[Start of RECORDS FOR THIS EXERCISE]
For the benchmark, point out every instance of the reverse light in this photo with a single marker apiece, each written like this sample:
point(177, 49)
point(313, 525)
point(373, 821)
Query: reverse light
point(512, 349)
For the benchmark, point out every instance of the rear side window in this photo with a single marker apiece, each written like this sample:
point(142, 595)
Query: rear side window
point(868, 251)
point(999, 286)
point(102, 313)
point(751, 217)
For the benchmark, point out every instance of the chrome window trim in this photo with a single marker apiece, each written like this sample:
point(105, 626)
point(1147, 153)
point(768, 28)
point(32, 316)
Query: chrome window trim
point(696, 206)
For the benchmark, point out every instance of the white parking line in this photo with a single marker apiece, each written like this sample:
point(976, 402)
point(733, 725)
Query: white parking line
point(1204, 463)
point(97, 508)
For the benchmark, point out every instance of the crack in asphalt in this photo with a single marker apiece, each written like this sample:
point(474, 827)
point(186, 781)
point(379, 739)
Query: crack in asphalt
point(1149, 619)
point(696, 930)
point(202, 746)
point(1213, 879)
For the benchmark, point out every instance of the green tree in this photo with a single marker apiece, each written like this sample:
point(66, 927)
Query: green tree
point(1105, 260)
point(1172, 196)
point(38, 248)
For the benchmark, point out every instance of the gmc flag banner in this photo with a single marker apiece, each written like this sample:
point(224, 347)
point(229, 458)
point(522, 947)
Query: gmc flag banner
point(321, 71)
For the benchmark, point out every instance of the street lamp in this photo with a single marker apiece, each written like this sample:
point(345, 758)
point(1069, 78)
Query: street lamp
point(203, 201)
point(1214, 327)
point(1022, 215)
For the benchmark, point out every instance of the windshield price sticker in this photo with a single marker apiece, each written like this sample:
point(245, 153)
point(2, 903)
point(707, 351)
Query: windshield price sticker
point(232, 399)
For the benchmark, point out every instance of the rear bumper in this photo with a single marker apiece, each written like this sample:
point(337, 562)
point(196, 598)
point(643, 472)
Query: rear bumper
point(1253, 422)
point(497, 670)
[End of RECORDS FOR THIS EXERCISE]
### WORK TO COMPLETE
Reproduce the entire listing above line for line, with no changes.

### SOLUTION BELOW
For the benchmark, point out every instance of the reverse light in this photo with a single marker apiece, each written like this sample:
point(177, 49)
point(313, 525)
point(373, 821)
Query: reverse light
point(512, 349)
For the benchmark, point out every instance of the rear side window in this photo with a single marker apiece, each written like this sample:
point(142, 595)
Query: rear side window
point(868, 251)
point(999, 286)
point(102, 313)
point(751, 217)
For the benchmark, point out every instance of the chrome window trim in this photo with a single marker apiece, each written like this sample:
point(105, 626)
point(1147, 153)
point(768, 28)
point(32, 316)
Query: chrome window trim
point(696, 206)
For the benchmark, point out every instance of the white parking line in this photo with a single marker apiece, each written like this sample:
point(976, 402)
point(733, 725)
Query: white parking line
point(1204, 463)
point(97, 508)
For the benchmark, point out every instance of the crack in asphalt in this photo with a single marker apiece, each written like this sample:
point(474, 827)
point(186, 781)
point(379, 739)
Query: crack in asphalt
point(1149, 619)
point(696, 930)
point(202, 746)
point(1213, 879)
For the benchmark, point out every instance of the green tree in this photo with a single marker apiece, each written like this sample:
point(66, 927)
Query: green tree
point(1105, 260)
point(1172, 196)
point(38, 248)
For the benchmark, point out every instance of the gmc flag banner in this photo with a single marker apiece, each written like this sample:
point(224, 347)
point(229, 458)
point(522, 947)
Query: gmc flag banner
point(321, 71)
For the benchmark, point out every instance of the street lamp in this photo with a single marker apiece, each written like this sample:
point(345, 758)
point(1069, 78)
Query: street lamp
point(203, 201)
point(1214, 327)
point(1022, 215)
For the benchmark, point out every instance of the windshield price sticker in this photo with a single marker apiece, each written like this sample:
point(245, 153)
point(2, 903)
point(707, 351)
Query: windshield price sticker
point(232, 399)
For the benchmark, point out every instance of the rear bumper in this photo with a single marker apiece, each written like this sample:
point(337, 562)
point(196, 598)
point(643, 472)
Query: rear bumper
point(1253, 422)
point(497, 670)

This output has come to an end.